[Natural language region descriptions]
== Segment start ==
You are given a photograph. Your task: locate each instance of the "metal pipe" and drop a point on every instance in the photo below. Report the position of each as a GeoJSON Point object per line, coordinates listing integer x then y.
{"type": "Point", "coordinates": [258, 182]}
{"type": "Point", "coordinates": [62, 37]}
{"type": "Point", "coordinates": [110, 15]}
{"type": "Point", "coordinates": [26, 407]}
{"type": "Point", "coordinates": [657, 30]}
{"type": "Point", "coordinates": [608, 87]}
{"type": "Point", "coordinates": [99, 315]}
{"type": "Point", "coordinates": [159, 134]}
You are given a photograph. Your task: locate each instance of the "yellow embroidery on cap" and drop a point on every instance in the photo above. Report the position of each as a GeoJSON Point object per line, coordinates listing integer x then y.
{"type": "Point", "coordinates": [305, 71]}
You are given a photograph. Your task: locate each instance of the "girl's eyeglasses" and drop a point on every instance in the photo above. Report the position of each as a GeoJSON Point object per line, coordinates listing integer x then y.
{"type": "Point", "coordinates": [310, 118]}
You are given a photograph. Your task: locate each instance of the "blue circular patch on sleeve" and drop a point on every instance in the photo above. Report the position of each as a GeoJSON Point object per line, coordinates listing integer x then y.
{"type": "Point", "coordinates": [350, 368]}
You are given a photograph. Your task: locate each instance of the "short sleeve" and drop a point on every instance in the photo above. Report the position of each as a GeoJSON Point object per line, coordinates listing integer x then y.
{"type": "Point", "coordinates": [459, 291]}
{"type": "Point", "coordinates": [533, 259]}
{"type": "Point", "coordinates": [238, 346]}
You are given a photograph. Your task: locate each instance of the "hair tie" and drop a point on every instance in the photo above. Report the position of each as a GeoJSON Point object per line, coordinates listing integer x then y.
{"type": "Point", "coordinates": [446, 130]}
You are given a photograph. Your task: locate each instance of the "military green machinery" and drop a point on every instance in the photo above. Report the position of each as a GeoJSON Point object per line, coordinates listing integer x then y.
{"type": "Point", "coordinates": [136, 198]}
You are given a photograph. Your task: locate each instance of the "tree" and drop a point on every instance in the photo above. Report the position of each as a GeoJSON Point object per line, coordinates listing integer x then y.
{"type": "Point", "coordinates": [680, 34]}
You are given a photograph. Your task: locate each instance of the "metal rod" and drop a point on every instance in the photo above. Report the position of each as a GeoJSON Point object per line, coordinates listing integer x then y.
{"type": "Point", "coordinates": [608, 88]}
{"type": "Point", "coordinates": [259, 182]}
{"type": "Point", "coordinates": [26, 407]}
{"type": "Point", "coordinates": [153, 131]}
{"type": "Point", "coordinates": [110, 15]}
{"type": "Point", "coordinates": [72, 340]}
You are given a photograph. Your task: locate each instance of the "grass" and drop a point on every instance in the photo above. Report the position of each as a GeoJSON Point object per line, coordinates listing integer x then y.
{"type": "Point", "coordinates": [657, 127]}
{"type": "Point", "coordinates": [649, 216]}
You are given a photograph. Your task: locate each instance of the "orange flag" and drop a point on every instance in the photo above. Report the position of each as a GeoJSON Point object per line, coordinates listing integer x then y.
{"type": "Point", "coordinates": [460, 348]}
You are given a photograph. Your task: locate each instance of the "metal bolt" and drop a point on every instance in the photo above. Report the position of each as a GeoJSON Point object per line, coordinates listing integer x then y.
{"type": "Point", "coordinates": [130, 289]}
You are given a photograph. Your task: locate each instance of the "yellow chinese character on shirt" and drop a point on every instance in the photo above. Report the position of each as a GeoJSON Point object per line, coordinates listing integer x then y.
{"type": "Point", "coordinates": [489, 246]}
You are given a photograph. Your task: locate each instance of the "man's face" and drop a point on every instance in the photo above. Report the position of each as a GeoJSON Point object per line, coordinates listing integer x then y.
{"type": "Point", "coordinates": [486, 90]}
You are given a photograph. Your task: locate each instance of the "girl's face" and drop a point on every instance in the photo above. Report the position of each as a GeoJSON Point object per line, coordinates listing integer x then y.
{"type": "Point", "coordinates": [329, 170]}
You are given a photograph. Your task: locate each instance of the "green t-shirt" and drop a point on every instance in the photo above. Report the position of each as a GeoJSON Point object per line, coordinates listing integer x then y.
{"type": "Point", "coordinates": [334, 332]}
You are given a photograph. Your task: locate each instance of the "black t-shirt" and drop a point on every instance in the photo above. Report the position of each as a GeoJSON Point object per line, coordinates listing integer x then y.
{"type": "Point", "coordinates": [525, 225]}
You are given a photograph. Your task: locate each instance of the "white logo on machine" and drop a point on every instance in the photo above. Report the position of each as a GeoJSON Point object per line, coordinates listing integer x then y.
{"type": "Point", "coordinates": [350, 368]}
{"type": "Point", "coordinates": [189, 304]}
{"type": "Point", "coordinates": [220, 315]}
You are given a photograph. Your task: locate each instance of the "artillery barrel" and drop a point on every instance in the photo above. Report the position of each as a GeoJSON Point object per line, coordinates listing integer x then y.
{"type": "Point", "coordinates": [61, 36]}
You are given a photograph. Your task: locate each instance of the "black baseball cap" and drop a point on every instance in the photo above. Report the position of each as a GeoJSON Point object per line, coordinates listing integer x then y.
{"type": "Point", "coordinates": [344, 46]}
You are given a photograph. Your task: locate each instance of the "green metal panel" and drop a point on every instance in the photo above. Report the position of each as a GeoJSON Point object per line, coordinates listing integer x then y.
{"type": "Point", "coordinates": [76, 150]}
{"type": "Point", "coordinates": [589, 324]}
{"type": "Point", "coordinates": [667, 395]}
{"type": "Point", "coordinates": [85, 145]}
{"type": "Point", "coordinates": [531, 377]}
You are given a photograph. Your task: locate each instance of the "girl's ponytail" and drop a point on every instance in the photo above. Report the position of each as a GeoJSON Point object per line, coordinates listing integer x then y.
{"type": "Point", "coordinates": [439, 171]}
== Segment end ==
▸ **ASSIGNMENT**: From beginning to end, the data must be duplicated exactly.

▸ **TASK ANSWER**:
You are given a photograph. Your task: locate each instance of the "metal pipe" and drop a point on every instance in the photo below. Report the position of each as a GeoJSON Point object per line, coordinates listing integer x then y.
{"type": "Point", "coordinates": [258, 182]}
{"type": "Point", "coordinates": [62, 37]}
{"type": "Point", "coordinates": [110, 15]}
{"type": "Point", "coordinates": [26, 407]}
{"type": "Point", "coordinates": [657, 30]}
{"type": "Point", "coordinates": [608, 87]}
{"type": "Point", "coordinates": [99, 315]}
{"type": "Point", "coordinates": [159, 134]}
You are given a photograph. Your task: locate each instance of the "yellow embroidery on cap" and drop a point on every instance in the photo above. Report the position of each as a GeoJSON Point object per line, coordinates listing integer x then y.
{"type": "Point", "coordinates": [305, 71]}
You are given a photograph. Your task: locate each instance of the "girl's eyeglasses" and drop a point on every instance in the photo above. Report the position of each as a GeoJSON Point object per line, coordinates listing integer x then y.
{"type": "Point", "coordinates": [310, 118]}
You are given a photograph. Your task: locate each instance of the "blue circular patch on sleeve" and drop a point on every instance in the photo above. Report the position of each as a GeoJSON Point object per line, coordinates listing integer x then y.
{"type": "Point", "coordinates": [350, 368]}
You are given a photograph. Your task: locate each instance of the "short sleeve" and drop a point on every instance in the photo above. Report the position of each as a GeoJSON Point object per line, coordinates listing integer x then y.
{"type": "Point", "coordinates": [459, 291]}
{"type": "Point", "coordinates": [533, 259]}
{"type": "Point", "coordinates": [238, 346]}
You are given a photograph. Your task: locate each instance of the "hair tie" and drop a point on every instance in the photo above. Report the position of each as a GeoJSON Point object per line, coordinates listing integer x then y.
{"type": "Point", "coordinates": [446, 130]}
You are given a photograph. Your task: locate each instance of the "military green machinery" and drop a point on every instance in the photo above. Report the position of each as a GeoJSON Point object per line, coordinates listing integer x then y.
{"type": "Point", "coordinates": [136, 198]}
You are given a photograph. Your task: locate each instance of the "tree" and drop a point on every instance in the photo above. Report the position of each as a GeoJSON Point object per line, coordinates listing integer x then y.
{"type": "Point", "coordinates": [680, 34]}
You are given a photograph. Your task: locate each instance of the "metal rod" and drop a point on every instance in the photo above. Report the position of each as a GeoJSON Point object per line, coordinates listing integer x then y.
{"type": "Point", "coordinates": [608, 88]}
{"type": "Point", "coordinates": [259, 182]}
{"type": "Point", "coordinates": [26, 407]}
{"type": "Point", "coordinates": [153, 131]}
{"type": "Point", "coordinates": [110, 15]}
{"type": "Point", "coordinates": [72, 340]}
You are given a photograph. Your task: locate each instance of the "grass" and drop a point on every instance in the photo above. Report the position of each as a GeoJSON Point object per line, coordinates listing integer x then y.
{"type": "Point", "coordinates": [657, 127]}
{"type": "Point", "coordinates": [649, 216]}
You are given a photograph. Your task: locate each instance of the "orange flag" and drop a point on every instance in the photo above. Report the position of each as a GeoJSON Point object per line, coordinates listing integer x then y.
{"type": "Point", "coordinates": [460, 348]}
You are given a photograph. Your task: locate each instance of the "metal bolt" and drop a point on every instance in the photo above. Report the position of each as a GeoJSON Point object per line, coordinates listing integer x then y.
{"type": "Point", "coordinates": [130, 289]}
You are given a photograph. Your task: locate each instance of the "yellow chinese character on shirt" and drop a point on every instance in the photo above. Report the position of each as a GeoJSON Point object per line, coordinates listing integer x then y.
{"type": "Point", "coordinates": [489, 246]}
You are given a photograph. Your task: locate each instance of the "man's face" and drop a point on every instance in the photo above. Report the position of each as a GeoJSON Point object per line, coordinates listing integer x then y.
{"type": "Point", "coordinates": [486, 90]}
You are given a photograph. Your task: locate each instance of the "girl's face" and drop a point on every instance in the photo above. Report the position of each as a GeoJSON Point object per line, coordinates listing integer x then y.
{"type": "Point", "coordinates": [329, 170]}
You are given a photograph. Your task: locate each instance of the "green t-shirt" and drop a point on every instance in the photo above. Report the position of each as a GeoJSON Point object per line, coordinates listing integer x then y.
{"type": "Point", "coordinates": [334, 332]}
You are given a photograph. Your task: locate each instance of the "black t-shirt" and drop a point on every instance in the photo above. Report the position of each as a GeoJSON Point object per line, coordinates listing integer x then y.
{"type": "Point", "coordinates": [525, 225]}
You are given a photograph. Your task: locate each instance of the "white logo on machine" and drop a point on every instance in the photo above. Report the position of each as a GeoJSON Point object per line, coordinates listing integer x then y.
{"type": "Point", "coordinates": [350, 368]}
{"type": "Point", "coordinates": [189, 304]}
{"type": "Point", "coordinates": [220, 315]}
You are given a photograph. Your task: locate each instance of the "artillery barrel" and drop a point on every instance in the photo above. Report the position of each as a GeoJSON Point object per line, coordinates listing integer x then y.
{"type": "Point", "coordinates": [61, 36]}
You are given a photograph. Your task: locate each instance of the "black baseball cap" and drop a point on every instance in the photo above. Report the position of each as a GeoJSON Point object per line, coordinates listing integer x then y.
{"type": "Point", "coordinates": [344, 46]}
You are given a photograph. Your task: locate each instance of the "green metal panel" and drop a point on every instance in the photo above. Report the position of each as a GeoJSON Point object per line, coordinates listing integer x then y.
{"type": "Point", "coordinates": [76, 150]}
{"type": "Point", "coordinates": [589, 324]}
{"type": "Point", "coordinates": [667, 395]}
{"type": "Point", "coordinates": [85, 145]}
{"type": "Point", "coordinates": [531, 377]}
You are given a photograph. Your task: locate each instance of the "girl's ponytail" and drop a point on every instance in the photo above. Report the position of each as a GeoJSON Point object per line, coordinates listing integer x then y.
{"type": "Point", "coordinates": [439, 171]}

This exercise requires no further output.